> WORK INSTRUCTION: Beginning at the line that contains "task: segment the grass" and finishing at the line that contains "target: hazy sky", output the data below exactly. Include both end lines and no pictures.

[Segmentation mask data]
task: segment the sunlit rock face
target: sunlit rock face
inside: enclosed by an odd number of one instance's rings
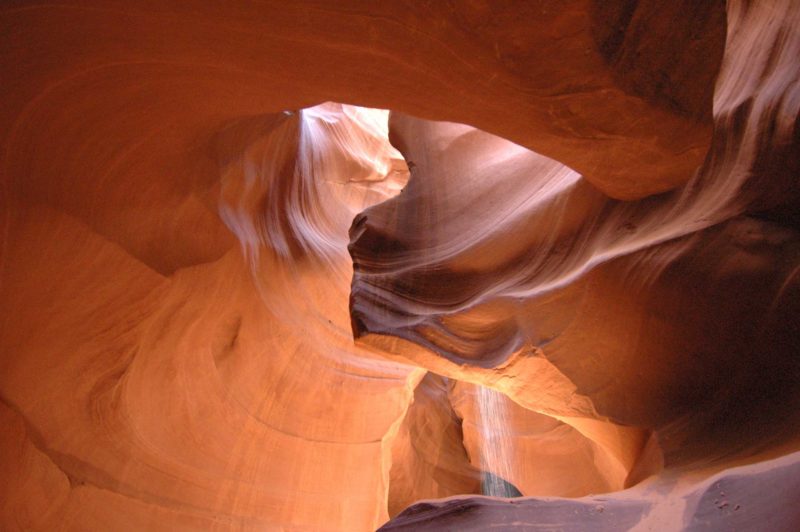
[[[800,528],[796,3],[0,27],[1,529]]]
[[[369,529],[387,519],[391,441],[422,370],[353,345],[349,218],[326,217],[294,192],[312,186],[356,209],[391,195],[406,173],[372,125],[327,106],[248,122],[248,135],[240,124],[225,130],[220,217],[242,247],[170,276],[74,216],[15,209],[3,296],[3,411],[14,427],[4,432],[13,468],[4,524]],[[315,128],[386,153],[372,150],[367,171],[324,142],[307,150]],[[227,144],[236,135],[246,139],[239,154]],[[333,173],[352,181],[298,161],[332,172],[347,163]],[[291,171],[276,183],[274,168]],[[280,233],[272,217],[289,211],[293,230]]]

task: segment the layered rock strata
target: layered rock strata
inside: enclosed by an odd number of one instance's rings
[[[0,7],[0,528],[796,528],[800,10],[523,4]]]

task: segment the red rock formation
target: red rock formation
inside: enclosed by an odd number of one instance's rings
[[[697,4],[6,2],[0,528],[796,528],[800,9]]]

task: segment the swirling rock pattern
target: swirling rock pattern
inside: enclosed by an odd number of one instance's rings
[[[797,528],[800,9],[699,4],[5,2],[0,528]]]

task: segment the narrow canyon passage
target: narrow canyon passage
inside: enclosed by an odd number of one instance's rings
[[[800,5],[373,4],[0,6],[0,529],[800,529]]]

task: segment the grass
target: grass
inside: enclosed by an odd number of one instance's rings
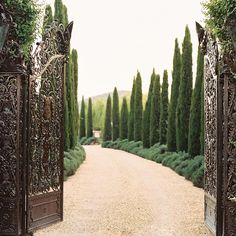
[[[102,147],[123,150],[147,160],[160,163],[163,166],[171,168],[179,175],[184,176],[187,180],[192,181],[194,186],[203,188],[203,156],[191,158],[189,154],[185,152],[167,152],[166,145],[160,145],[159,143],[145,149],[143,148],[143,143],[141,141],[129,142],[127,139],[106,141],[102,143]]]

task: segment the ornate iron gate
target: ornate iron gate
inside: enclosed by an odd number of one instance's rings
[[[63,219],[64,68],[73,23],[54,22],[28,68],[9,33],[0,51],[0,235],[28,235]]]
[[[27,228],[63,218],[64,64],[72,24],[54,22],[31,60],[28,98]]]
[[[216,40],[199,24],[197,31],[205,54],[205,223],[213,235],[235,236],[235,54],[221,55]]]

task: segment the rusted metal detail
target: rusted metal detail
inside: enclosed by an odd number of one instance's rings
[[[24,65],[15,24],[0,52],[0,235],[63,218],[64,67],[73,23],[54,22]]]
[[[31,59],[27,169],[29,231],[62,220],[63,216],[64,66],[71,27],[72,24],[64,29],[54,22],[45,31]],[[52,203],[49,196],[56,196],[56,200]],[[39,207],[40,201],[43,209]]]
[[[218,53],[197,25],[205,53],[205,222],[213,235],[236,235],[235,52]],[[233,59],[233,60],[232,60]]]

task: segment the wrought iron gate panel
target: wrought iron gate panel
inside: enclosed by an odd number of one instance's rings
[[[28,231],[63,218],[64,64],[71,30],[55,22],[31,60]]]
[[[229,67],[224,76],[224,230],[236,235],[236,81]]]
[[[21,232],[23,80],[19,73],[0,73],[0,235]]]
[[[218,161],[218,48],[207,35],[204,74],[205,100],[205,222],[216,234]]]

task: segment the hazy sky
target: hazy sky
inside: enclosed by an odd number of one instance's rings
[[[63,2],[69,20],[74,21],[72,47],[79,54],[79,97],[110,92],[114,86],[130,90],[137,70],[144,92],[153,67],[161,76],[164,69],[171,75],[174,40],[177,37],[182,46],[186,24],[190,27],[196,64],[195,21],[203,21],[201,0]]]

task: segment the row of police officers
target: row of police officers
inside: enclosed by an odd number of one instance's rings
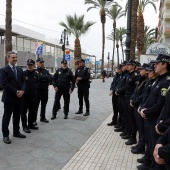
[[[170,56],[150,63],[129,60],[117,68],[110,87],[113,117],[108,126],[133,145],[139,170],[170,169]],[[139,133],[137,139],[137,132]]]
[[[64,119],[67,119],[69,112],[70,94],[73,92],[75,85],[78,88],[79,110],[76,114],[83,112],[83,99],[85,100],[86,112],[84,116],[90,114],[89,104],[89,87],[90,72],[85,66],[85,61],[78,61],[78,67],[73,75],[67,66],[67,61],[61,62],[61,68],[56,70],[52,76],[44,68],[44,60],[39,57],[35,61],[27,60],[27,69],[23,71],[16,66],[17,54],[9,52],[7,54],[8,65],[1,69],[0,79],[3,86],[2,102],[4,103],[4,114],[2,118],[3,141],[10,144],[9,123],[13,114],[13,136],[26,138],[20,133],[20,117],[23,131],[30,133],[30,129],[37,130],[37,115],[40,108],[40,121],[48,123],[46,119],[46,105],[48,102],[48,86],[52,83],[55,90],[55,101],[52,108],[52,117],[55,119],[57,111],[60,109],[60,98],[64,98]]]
---
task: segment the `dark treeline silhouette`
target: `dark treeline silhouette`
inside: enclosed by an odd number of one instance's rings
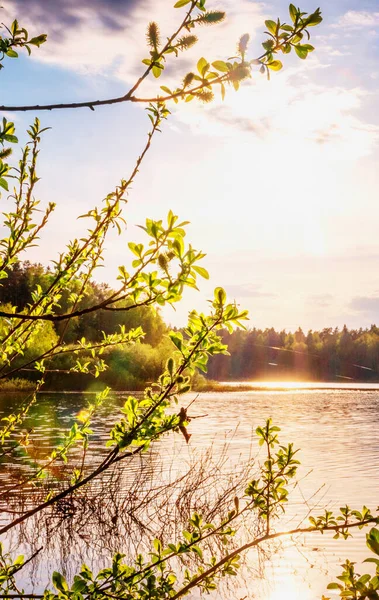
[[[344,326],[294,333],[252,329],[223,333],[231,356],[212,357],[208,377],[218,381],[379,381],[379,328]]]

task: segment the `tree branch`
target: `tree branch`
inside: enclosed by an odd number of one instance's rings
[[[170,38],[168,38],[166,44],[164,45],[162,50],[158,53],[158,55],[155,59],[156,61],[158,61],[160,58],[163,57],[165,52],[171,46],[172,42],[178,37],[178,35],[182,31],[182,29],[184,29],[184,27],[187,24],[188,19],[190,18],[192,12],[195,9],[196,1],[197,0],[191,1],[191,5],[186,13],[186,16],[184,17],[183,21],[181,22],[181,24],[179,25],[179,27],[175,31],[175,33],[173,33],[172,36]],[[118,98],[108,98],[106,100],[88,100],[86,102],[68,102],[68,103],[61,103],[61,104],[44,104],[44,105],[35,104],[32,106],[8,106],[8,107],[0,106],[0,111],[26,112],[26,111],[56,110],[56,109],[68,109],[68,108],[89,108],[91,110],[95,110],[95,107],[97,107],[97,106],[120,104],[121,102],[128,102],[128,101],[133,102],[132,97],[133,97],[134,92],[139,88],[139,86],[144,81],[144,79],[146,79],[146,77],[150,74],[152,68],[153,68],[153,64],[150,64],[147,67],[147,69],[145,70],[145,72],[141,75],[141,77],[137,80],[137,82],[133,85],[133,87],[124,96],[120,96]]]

> SOLUTION TO THIS TASK:
task: segment the grass
target: grass
inside: enclosed by an odd number of one instance's rings
[[[102,147],[123,150],[147,160],[160,163],[163,166],[171,168],[179,175],[184,176],[187,180],[192,181],[194,186],[203,188],[203,156],[191,158],[189,154],[185,152],[167,152],[166,145],[160,145],[159,143],[145,149],[143,148],[143,143],[141,141],[129,142],[127,139],[106,141],[102,143]]]

task: segment the ornate iron gate
target: ornate iron gate
inside: enclosed by an odd number of one instance's rings
[[[63,219],[64,68],[73,23],[54,22],[28,68],[9,33],[0,51],[0,235],[28,235]]]
[[[27,228],[63,218],[64,64],[72,24],[54,22],[31,60],[28,98]]]
[[[216,40],[199,24],[197,31],[205,54],[205,223],[213,235],[235,236],[235,54],[221,55]]]

task: segment the rusted metal detail
target: rusted metal detail
inside: enclosed by an odd number of one instance's rings
[[[24,65],[15,24],[0,52],[0,235],[63,218],[64,67],[73,23],[54,22]]]
[[[31,59],[27,169],[29,231],[62,220],[63,216],[64,66],[71,27],[72,24],[64,29],[54,22],[45,31]],[[52,203],[49,196],[56,196],[56,200]],[[39,207],[40,201],[43,209]]]
[[[218,53],[197,25],[205,53],[205,222],[213,235],[236,235],[235,52]],[[233,59],[233,60],[232,60]]]

task: segment the wrought iron gate panel
target: wrought iron gate panel
inside: enclosed by an odd number of one instance's rings
[[[28,231],[63,218],[64,64],[71,30],[55,22],[31,60]]]
[[[229,67],[224,76],[224,230],[236,235],[236,81]]]
[[[21,232],[23,80],[19,73],[0,73],[0,235]]]
[[[218,161],[218,48],[207,35],[204,74],[205,100],[205,222],[216,234]]]

task: segment the hazy sky
target: hazy sky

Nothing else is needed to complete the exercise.